Exercise directions
All lines in the entries below that hold "jersey" make up the answer.

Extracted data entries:
_____
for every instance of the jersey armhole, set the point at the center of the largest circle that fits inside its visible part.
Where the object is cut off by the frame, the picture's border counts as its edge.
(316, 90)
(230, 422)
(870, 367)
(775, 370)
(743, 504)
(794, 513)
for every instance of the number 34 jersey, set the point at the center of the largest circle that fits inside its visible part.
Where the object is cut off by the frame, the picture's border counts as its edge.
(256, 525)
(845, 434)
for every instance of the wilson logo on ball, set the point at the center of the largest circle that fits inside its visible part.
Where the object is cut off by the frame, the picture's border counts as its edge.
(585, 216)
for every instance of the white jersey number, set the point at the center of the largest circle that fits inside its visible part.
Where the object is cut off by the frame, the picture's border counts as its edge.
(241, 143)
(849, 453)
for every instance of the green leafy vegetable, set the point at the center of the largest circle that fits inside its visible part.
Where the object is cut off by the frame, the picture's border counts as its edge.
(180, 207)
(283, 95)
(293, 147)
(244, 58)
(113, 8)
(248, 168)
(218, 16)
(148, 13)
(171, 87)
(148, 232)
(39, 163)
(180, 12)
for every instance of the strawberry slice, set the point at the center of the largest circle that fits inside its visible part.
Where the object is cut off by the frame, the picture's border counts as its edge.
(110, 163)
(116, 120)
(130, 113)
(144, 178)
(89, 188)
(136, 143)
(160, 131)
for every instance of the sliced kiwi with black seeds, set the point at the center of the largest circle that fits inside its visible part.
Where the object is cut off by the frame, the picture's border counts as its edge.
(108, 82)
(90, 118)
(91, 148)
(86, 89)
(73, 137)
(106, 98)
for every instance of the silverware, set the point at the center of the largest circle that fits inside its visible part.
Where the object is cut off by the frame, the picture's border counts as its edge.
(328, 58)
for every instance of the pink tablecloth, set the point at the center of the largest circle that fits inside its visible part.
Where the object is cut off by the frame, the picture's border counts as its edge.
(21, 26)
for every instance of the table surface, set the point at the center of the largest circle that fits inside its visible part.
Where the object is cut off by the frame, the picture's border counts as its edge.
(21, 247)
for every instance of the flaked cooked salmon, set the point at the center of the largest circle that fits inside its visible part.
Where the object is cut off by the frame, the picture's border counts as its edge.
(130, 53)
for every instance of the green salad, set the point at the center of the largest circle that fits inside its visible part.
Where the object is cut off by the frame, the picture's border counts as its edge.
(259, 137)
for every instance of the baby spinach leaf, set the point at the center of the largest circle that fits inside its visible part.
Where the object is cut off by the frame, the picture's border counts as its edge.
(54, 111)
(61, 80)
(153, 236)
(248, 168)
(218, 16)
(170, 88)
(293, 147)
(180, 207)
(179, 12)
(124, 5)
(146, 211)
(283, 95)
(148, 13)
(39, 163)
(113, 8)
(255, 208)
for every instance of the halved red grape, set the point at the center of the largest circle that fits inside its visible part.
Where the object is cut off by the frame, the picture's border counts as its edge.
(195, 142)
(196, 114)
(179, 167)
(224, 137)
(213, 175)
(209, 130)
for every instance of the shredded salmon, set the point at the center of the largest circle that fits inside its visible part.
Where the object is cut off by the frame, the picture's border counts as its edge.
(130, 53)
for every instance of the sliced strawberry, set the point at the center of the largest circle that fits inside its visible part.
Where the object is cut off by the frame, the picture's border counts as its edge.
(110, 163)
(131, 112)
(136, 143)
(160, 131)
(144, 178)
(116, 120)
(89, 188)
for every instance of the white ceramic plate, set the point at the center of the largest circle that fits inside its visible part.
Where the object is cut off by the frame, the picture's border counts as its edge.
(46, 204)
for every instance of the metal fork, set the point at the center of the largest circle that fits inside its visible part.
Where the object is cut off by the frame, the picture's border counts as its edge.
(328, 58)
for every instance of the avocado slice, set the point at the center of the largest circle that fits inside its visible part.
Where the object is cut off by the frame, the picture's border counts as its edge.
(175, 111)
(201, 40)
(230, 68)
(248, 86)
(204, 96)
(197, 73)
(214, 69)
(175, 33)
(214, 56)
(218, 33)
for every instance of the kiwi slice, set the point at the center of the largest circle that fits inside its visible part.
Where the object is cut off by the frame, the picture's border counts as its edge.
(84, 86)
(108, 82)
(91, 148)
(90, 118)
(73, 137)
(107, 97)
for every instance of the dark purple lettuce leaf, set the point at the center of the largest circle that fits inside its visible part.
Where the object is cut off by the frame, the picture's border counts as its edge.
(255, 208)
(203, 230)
_____
Output for this task
for every instance of the jersey armhole, set the point at the center of the largest circle that fits inside its visible part.
for every instance of the number 34 jersey, set the point at the center of the largest circle that fits inside its visible part.
for every instance of the white jersey number, set the point at the center of the largest circle that fits inside its visible part.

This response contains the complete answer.